(Records from a collection)
__________________________________________________

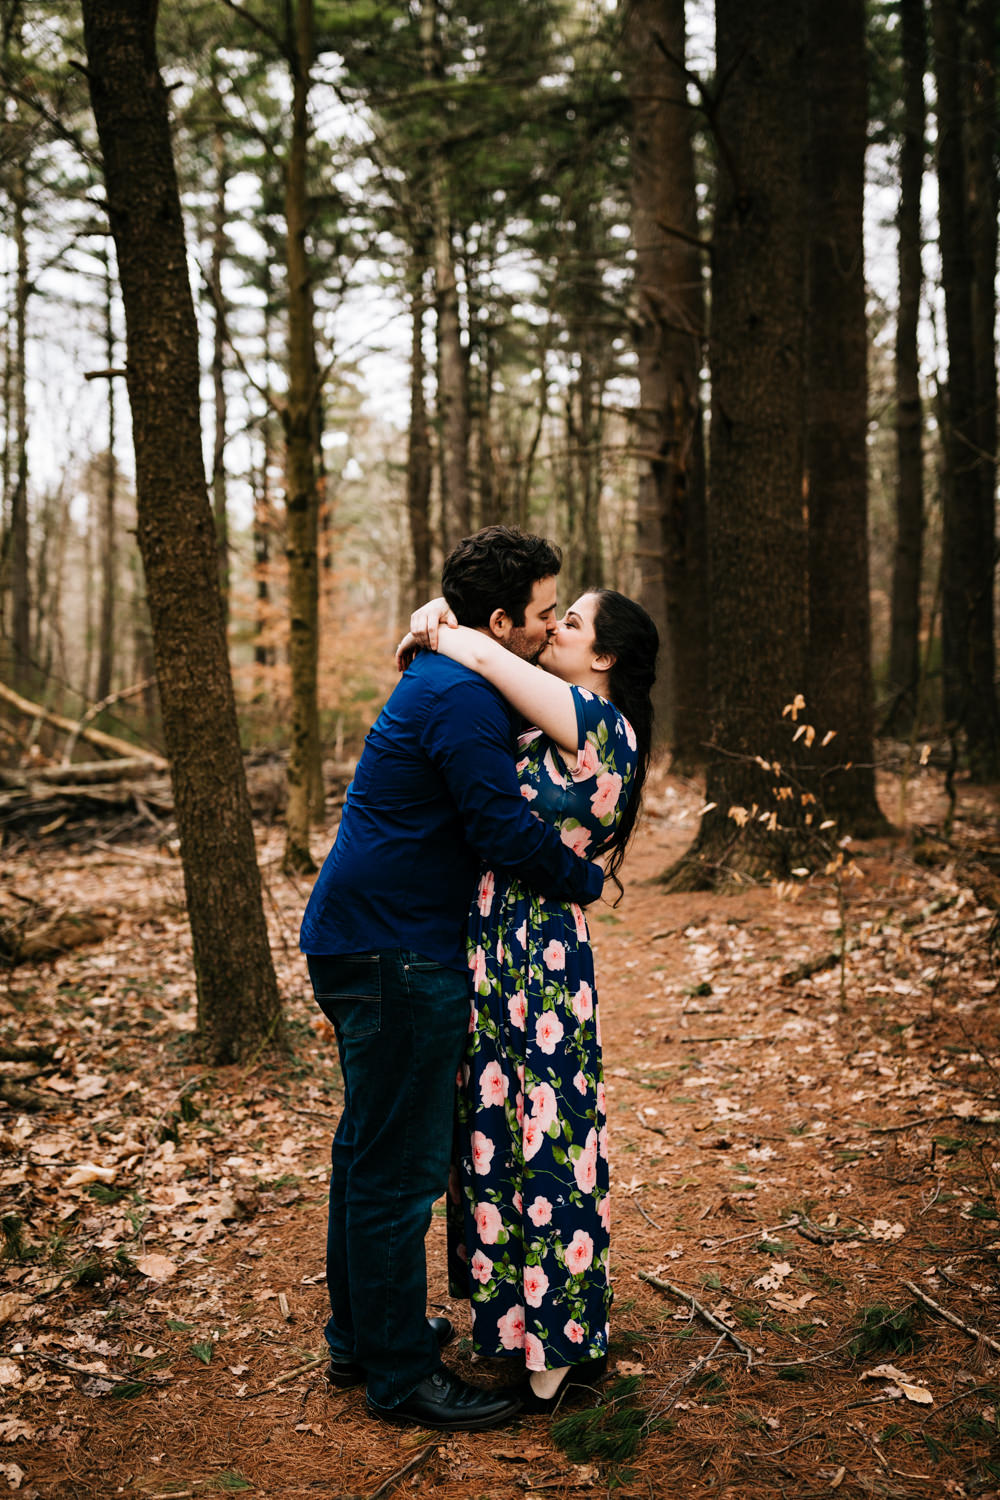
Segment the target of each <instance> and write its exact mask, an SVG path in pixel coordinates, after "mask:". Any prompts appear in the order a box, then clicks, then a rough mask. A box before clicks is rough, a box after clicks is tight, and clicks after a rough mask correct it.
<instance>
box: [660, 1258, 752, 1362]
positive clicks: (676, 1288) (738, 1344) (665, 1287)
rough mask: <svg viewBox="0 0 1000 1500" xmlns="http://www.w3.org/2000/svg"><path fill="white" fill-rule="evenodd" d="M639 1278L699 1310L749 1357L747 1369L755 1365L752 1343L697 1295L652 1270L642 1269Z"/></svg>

__________________________________________________

== Problem details ==
Copy the material above line for line without changing a character, and leave the picture out.

== Output for this exercise ==
Segment the target of each <instance> and write its exact mask, an SVG path in pixel coordinates, after "mask:". Any prompts appear in the order a box, then clicks, then a rough mask. A box before clicks is rough, a box after clicks is tight, and clicks after a rough mask correct it.
<instance>
box: [660, 1258, 752, 1362]
positive clicks: (676, 1288) (738, 1344) (665, 1287)
rough mask: <svg viewBox="0 0 1000 1500" xmlns="http://www.w3.org/2000/svg"><path fill="white" fill-rule="evenodd" d="M639 1278L699 1310L749 1357L747 1369L755 1365L752 1343L697 1295L652 1270L642 1269Z"/></svg>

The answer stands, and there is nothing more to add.